Linhas de dados >>
◆ ◆ ◆
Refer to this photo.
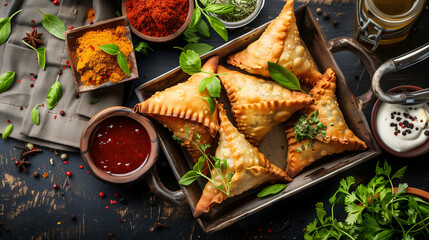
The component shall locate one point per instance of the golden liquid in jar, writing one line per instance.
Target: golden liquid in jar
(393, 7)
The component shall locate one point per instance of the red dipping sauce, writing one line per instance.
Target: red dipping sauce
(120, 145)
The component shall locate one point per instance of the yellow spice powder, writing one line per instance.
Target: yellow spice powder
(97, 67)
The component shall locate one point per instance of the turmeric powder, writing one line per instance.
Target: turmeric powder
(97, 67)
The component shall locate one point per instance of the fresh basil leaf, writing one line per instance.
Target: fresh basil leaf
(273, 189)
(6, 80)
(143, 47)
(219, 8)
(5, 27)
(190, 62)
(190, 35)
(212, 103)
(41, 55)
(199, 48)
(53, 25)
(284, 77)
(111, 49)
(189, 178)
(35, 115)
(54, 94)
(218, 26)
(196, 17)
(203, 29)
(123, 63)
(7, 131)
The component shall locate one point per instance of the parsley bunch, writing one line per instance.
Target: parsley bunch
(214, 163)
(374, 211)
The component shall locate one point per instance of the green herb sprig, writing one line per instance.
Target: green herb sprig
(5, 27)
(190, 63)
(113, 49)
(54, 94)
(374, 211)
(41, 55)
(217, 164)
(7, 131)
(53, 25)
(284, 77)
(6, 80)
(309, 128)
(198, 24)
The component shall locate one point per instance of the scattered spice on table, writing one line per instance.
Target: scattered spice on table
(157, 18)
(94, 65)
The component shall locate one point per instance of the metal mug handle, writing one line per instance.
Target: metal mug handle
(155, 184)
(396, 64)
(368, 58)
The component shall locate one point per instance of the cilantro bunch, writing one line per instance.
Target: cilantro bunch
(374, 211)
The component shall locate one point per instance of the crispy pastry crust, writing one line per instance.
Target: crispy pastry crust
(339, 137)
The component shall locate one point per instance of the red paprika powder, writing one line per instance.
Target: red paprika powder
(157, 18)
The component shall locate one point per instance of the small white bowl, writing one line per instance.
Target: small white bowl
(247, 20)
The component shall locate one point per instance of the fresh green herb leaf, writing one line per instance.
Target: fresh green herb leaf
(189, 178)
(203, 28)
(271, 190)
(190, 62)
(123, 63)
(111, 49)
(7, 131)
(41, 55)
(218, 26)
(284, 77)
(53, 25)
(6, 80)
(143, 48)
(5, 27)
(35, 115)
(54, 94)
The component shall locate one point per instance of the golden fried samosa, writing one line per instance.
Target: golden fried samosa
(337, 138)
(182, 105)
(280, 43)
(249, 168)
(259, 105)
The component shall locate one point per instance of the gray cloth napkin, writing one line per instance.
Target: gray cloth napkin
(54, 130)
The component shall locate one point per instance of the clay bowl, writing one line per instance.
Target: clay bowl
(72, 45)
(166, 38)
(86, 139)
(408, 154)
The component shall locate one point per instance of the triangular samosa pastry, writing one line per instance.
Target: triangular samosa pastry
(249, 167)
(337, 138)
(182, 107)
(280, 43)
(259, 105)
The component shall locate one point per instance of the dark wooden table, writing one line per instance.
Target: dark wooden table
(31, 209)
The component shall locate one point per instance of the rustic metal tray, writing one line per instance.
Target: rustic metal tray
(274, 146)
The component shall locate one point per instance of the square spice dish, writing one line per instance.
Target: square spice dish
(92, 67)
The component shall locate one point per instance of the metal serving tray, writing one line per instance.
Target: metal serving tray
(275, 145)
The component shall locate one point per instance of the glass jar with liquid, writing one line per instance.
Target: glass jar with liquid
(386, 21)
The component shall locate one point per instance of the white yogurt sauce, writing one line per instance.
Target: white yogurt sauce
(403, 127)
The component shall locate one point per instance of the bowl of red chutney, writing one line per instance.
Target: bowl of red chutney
◆ ◆ ◆
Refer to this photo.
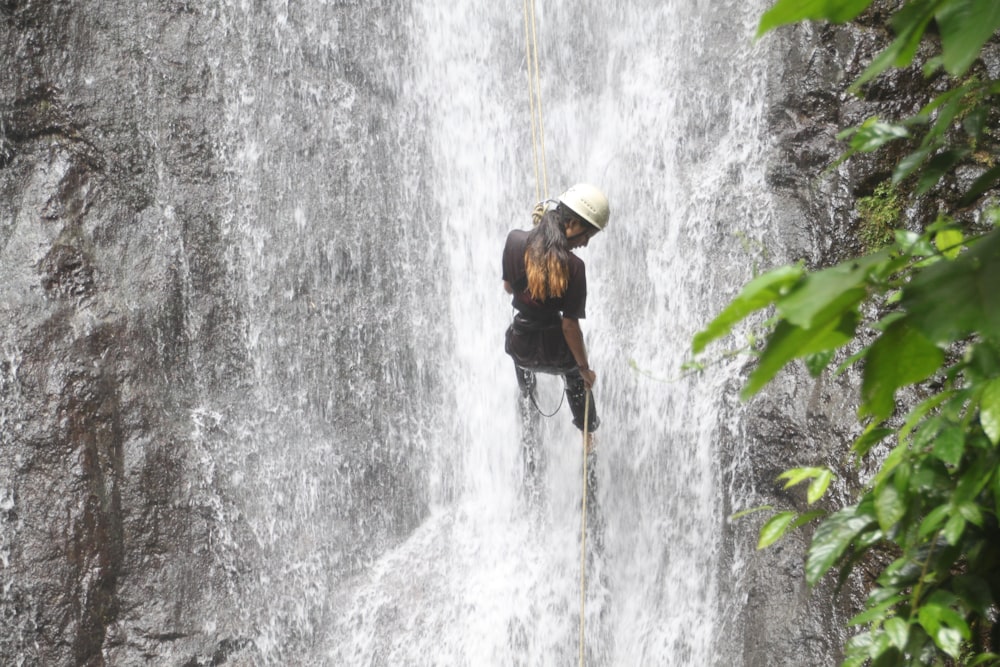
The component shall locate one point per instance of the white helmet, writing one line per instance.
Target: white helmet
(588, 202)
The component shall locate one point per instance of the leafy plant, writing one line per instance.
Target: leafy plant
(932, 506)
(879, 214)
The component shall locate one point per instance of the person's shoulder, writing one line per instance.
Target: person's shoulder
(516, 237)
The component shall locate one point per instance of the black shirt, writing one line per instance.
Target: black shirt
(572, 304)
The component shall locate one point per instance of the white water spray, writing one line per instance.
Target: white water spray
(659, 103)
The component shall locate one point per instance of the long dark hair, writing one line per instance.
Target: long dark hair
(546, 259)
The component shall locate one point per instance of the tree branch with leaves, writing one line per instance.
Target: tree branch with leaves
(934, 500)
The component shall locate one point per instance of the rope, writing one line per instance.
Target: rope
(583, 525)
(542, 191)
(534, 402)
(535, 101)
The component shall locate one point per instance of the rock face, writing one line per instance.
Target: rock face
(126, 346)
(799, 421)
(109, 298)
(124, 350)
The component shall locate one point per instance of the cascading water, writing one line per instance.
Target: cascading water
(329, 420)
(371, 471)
◆ ◆ ◆
Suas instruções >> Contabilize as linhas dos registros que contêm a palavra "powder", diferenciando maiúsculas de minúsculas. Informe somente esse número.

Resposta resolvida >> 6